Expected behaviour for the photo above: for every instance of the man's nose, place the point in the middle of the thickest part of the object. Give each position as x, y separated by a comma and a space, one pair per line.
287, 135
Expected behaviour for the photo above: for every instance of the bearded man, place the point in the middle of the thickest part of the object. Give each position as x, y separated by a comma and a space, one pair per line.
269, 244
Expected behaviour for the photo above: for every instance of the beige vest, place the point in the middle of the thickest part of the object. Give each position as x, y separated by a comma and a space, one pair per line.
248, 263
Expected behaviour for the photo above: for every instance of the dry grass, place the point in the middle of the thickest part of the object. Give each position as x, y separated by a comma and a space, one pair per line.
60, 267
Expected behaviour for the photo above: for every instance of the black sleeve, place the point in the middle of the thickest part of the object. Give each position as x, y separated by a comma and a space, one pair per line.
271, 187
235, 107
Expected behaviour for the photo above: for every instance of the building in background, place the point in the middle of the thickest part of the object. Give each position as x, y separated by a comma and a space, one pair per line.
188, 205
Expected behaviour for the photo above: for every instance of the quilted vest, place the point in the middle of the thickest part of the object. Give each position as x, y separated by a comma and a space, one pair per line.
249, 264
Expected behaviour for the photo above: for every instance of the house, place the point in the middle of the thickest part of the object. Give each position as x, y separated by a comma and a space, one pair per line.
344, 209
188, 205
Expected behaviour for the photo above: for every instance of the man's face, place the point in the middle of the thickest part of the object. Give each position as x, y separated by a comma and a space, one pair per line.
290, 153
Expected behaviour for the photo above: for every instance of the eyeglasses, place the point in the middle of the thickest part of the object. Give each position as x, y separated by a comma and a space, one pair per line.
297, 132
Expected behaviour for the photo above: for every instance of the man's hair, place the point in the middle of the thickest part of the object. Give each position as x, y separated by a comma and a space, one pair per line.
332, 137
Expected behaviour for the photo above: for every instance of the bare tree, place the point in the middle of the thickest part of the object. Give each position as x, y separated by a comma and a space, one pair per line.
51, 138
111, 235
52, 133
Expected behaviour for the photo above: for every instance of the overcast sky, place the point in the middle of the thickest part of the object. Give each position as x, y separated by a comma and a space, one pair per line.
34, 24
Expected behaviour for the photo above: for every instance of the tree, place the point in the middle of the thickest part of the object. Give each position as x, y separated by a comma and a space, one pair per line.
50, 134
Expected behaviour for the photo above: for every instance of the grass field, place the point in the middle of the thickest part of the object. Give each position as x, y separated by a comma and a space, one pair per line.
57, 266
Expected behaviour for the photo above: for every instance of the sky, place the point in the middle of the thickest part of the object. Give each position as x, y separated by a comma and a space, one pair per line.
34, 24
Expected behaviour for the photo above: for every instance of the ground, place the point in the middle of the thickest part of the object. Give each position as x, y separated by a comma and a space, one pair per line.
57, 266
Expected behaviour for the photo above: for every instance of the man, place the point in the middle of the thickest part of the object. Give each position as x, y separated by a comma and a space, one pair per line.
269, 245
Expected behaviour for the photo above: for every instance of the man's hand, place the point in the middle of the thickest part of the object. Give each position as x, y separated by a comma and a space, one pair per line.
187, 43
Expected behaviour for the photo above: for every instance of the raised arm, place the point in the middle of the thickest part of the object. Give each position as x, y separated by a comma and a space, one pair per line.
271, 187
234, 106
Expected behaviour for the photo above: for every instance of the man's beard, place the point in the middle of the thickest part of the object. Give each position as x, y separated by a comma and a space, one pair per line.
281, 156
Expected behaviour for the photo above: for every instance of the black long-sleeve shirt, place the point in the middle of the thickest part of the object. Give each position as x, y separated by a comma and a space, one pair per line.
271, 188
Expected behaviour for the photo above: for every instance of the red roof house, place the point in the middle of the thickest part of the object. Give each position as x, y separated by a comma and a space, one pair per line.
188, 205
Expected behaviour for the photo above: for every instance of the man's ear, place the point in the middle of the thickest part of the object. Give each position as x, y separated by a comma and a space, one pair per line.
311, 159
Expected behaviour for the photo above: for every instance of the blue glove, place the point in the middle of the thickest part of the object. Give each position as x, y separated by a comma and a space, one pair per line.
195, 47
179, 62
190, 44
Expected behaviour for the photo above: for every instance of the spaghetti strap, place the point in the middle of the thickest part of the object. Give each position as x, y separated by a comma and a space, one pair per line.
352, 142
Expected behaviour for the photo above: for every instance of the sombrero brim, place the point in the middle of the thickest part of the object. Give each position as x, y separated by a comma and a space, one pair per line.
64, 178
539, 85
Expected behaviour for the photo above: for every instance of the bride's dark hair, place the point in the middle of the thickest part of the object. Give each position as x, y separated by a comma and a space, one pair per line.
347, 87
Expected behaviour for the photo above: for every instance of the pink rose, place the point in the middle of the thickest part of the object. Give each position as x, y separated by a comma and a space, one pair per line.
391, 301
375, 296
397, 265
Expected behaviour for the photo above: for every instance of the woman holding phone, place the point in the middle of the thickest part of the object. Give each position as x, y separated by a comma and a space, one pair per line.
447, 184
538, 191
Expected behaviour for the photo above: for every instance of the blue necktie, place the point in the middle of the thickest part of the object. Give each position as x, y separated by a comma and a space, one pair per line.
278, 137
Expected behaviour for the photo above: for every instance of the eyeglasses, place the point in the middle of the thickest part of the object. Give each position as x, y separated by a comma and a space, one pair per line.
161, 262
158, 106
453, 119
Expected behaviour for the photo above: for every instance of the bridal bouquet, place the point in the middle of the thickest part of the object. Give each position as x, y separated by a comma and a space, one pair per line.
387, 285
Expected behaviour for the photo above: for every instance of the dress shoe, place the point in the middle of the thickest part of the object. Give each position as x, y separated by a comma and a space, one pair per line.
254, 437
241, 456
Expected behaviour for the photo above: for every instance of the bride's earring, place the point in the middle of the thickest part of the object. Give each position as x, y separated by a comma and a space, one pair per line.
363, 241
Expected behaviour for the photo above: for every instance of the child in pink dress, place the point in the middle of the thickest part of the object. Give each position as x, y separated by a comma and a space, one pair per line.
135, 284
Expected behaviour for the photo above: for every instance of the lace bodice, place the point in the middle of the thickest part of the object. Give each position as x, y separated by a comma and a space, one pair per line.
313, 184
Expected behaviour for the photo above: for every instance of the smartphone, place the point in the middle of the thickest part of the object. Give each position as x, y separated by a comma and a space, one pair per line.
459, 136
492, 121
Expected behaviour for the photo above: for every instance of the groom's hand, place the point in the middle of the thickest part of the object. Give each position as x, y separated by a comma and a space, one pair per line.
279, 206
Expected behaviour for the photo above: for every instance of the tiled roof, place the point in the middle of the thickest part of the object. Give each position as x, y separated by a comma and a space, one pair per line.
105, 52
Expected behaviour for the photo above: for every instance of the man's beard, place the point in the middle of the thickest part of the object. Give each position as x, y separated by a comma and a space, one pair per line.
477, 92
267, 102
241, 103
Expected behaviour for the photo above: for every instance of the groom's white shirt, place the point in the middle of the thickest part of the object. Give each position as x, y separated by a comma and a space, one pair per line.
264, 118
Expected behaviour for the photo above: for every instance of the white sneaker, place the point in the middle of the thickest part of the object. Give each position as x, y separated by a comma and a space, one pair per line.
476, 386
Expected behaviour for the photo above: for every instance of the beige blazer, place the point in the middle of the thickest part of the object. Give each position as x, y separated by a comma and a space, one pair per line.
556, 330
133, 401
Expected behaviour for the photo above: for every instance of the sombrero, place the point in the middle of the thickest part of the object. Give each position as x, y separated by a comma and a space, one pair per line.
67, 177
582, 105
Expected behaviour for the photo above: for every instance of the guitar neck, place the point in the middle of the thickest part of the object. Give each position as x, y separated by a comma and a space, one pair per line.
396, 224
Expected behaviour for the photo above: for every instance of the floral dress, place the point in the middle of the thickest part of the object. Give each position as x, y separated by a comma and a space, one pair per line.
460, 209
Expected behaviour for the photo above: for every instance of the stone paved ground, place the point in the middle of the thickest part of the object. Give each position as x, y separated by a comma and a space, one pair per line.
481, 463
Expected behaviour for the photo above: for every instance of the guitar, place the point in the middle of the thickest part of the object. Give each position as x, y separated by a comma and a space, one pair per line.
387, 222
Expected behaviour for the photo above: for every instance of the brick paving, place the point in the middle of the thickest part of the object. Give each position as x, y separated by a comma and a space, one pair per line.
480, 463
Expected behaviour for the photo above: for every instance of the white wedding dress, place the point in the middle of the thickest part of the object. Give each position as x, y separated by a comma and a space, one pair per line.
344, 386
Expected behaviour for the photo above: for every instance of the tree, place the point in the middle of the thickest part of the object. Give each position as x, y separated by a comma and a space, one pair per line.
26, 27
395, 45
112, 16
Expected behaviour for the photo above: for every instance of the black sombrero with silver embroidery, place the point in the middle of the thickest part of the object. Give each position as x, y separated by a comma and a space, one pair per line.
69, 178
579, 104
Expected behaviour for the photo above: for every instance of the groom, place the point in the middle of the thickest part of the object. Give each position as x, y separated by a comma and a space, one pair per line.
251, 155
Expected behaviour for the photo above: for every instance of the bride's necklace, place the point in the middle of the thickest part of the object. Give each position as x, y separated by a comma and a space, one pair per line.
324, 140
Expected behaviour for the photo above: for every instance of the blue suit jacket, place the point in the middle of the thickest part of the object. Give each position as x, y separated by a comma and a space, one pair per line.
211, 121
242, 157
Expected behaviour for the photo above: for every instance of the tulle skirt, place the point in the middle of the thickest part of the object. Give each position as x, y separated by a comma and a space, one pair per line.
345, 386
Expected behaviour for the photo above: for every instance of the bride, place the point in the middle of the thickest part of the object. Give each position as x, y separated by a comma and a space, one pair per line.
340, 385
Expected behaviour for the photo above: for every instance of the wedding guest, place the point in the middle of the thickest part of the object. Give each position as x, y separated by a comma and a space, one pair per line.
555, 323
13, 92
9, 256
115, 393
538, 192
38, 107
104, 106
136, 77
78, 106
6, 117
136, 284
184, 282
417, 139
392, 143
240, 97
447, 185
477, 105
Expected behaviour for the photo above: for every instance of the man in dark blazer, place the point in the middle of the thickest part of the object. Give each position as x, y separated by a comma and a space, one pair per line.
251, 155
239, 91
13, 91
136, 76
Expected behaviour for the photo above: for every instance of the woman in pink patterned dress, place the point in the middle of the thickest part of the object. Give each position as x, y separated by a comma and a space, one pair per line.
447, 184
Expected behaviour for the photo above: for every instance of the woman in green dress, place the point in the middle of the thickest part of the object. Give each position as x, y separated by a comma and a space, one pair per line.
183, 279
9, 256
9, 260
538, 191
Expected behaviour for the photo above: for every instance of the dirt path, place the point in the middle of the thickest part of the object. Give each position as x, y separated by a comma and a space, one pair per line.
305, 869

----------------

**要件:**
上のリストのうち、"woman in pink"を含む行からリストの最後までを、列名を「テキスト」と「答え」にした2列のCSVに変換してください。テキストとその答えを1組として1行にまとめ、どちらの欄も改行をスペースに置き換えて引用符で囲んでください。

**回答:**
テキスト,答え
"Expected behaviour for the photo above: for every instance of the woman in pink patterned dress, place the point in the middle of the thickest part of the object. Give each position as x, y separated by a comma and a space, one pair per line.","447, 184"
"Expected behaviour for the photo above: for every instance of the woman in green dress, place the point in the middle of the thickest part of the object. Give each position as x, y separated by a comma and a space, one pair per line.","183, 279 9, 256 9, 260 538, 191"
"Expected behaviour for the photo above: for every instance of the dirt path, place the point in the middle of the thickest part of the object. Give each position as x, y separated by a comma and a space, one pair per line.","305, 869"